SET TASK: Copy the lines below word for word, leaving nothing out and changing nothing.

EXTRACTED DATA:

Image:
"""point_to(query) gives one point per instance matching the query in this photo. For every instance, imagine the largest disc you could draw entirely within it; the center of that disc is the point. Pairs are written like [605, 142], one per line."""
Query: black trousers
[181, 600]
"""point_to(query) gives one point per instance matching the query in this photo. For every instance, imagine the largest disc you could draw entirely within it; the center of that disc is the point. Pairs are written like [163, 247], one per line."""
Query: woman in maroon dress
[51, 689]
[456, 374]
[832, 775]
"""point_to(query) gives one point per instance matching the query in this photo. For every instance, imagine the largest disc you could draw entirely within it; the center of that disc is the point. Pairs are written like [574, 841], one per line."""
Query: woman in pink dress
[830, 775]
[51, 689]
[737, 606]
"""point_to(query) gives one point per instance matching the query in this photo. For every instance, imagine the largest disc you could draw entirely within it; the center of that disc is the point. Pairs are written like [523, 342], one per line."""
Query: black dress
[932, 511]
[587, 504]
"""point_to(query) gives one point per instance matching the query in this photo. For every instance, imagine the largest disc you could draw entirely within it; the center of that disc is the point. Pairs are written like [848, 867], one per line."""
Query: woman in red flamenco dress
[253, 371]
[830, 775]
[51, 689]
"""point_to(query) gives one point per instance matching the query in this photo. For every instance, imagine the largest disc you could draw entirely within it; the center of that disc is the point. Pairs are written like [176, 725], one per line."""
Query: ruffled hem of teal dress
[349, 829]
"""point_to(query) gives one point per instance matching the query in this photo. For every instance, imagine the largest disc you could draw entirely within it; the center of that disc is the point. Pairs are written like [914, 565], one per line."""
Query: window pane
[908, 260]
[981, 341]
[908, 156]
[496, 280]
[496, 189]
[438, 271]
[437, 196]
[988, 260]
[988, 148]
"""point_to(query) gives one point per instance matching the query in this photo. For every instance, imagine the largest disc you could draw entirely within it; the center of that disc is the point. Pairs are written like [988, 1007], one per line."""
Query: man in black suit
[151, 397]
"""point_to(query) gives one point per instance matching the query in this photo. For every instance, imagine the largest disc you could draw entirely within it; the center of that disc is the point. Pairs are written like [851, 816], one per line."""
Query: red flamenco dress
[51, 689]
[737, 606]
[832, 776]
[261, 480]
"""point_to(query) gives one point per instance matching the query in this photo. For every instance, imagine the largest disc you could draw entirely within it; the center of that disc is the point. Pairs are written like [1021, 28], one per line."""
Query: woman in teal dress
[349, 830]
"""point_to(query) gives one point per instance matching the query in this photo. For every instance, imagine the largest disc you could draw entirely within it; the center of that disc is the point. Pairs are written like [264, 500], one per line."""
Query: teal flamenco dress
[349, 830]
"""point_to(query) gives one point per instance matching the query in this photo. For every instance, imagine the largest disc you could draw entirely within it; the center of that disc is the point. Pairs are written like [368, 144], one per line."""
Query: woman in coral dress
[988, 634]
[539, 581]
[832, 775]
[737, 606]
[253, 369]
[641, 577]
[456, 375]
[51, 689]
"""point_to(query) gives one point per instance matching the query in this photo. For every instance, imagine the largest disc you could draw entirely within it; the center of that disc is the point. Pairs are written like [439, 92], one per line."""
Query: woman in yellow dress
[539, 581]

WRITTEN REPLY:
Image:
"""point_to(query) gives one point per instance matching the query in this photo. For every instance, imagine the largest disc you could draw entirely within it; the center of that disc is the point. Pairs are written like [605, 142], one per line."""
Query: black trousers
[181, 600]
"""point_to(query) gives one point per instance matching the query in this photo. For every instance, imagine the largest disc you could draw entirely within it; the center of that disc is the point. Pairs are written like [163, 247], one per line."""
Query: woman in maroon dress
[51, 689]
[456, 374]
[832, 775]
"""point_to(query) gives one point per instance matching the query in this photo. For every instance, imagine the largest disc you could draw entirely within it; the center of that disc is the point. Pairs are written like [574, 841], one per line."""
Query: woman in pink dress
[830, 775]
[51, 689]
[737, 606]
"""point_to(query) gives one point per instance matching the query in this photo. For every instance, imagine the largest disc you could draw entirely within it; the center of that disc is the point. Pairs are written like [523, 342], one per line."""
Query: black dress
[932, 511]
[587, 504]
"""point_to(query) gives one point per instance matching the query in this photo. For every instance, imagine the largest disc you could draw entirely within it; the center of that disc is the point. Pairs are written like [848, 867], one per line."""
Query: woman in red flamenco dress
[253, 371]
[830, 775]
[51, 689]
"""point_to(query) gives one point per instance matching the query in this photo. For every instance, imagine the largest disc you could draw entirely within it; the center of that disc is the point. Pairs are written like [176, 725], one per line."""
Query: ruffled hem of teal dress
[349, 829]
"""point_to(query) gives one point per instance matching the query in this photo. For every instance, imagine the largest disc you could draw entirely within it; the center of that disc is the point. Pairs are written like [914, 565], one per line."""
Query: window pane
[908, 260]
[981, 341]
[908, 156]
[496, 280]
[496, 189]
[438, 271]
[437, 196]
[988, 260]
[988, 148]
"""point_to(query) gives one point per instance matching the query in this photo. For every instance, imagine the largest disc you could draw entirely within it; the center of that disc is the point. Pairs are written like [988, 1007], one per line."""
Query: man in black suit
[151, 397]
"""point_to(query) gives one point per instance matching the query in this photo. For every instance, imagine the largest disc you could draw entirely within it; the center of that disc is the point. Pairs are written like [851, 816], one per line."""
Query: red flamenco dress
[51, 689]
[737, 606]
[832, 776]
[261, 480]
"""point_to(query) gives one point per instance matching the query in this photo. For every instance, imagine the largest disc you could draw entirely within it; the center of that disc is the point. Pairs are written like [1021, 28], one per line."""
Query: woman in teal dress
[349, 830]
"""point_to(query) gives one point per instance matching the query in this photo. For every instance, imagine the largest disc you could draw entirely within it; the center of that disc is the point. Pairs are written like [264, 500], one per line."""
Query: teal flamenco dress
[349, 830]
"""point_to(query) gives one point per instance matching the query in this photo. For every instance, imagine the largest disc you could draw entirely within it; the center of that disc is the point. Pairs are written like [368, 144], one per line."""
Query: woman in coral dress
[988, 634]
[539, 581]
[832, 775]
[737, 606]
[253, 369]
[641, 577]
[456, 375]
[51, 689]
"""point_to(query) gives one point per instance matching the query in this photo. For every instance, imagine the largest disc you could draw entirely within it; the center of that disc is the point. Pairs are written like [439, 92], one per line."""
Query: woman in yellow dress
[539, 581]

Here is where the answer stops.